-- DATA FOR THIS TASK start --

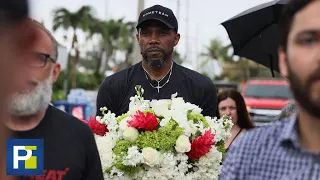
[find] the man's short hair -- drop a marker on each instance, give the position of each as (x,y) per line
(12,11)
(55,43)
(289,11)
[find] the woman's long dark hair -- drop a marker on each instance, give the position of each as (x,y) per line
(244,120)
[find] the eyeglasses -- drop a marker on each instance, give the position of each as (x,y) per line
(39,60)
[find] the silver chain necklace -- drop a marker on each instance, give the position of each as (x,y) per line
(158,81)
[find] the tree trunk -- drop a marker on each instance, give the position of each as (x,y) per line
(97,71)
(74,69)
(74,61)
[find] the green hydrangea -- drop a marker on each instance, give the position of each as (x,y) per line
(123,116)
(121,150)
(162,140)
(198,118)
(220,148)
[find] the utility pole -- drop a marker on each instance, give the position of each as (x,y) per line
(136,49)
(187,32)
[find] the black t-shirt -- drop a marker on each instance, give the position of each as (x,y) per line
(116,90)
(70,151)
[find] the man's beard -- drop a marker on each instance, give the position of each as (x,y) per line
(153,62)
(32,102)
(303,92)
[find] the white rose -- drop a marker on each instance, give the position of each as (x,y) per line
(151,156)
(160,107)
(124,123)
(130,134)
(183,144)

-- DATA FOR THIS TASK end --

_YOUR INSTRUCTIONS_
Reproduce all of the records above word for word, leaving the pictures out of your answer.

_EXPECTED ANSWER_
[find] the man's short hair -- drop a marker on each instance, give the position of each as (x,y) per line
(12,11)
(55,43)
(289,11)
[find] the woman's long dark hair -- drop a marker on each instance, give the position of each as (x,y) per line
(244,120)
[find] the eyeglasses -- drop a marker on each instance, give the position of each as (x,y) per line
(39,60)
[find] the silver chain necklace -- drop a marker on each instance, give the position of each as (x,y) per line
(158,81)
[find] the tree trunk -- drop a marker on each instance, give the position of each as (x,y) per line
(97,71)
(74,69)
(74,61)
[find] the green hydrangea -- drop a marker on each instance, give the position of each as (x,y) per line
(123,116)
(121,150)
(162,140)
(198,118)
(220,148)
[find] the utility pole -- drop a marker on each instance, give the position of each as (x,y) per line
(136,49)
(187,32)
[find] the black t-shirt -- drop a marker on each instance, give the position of each as (x,y) per line
(116,90)
(70,151)
[find] the man's beard -- drop a marker on each instance, give the position of each as (x,y) per line
(153,62)
(32,102)
(303,92)
[find] the white rose -- drop a marker on each instance, give the position of each as (x,y) per line
(151,156)
(160,107)
(124,123)
(130,134)
(183,144)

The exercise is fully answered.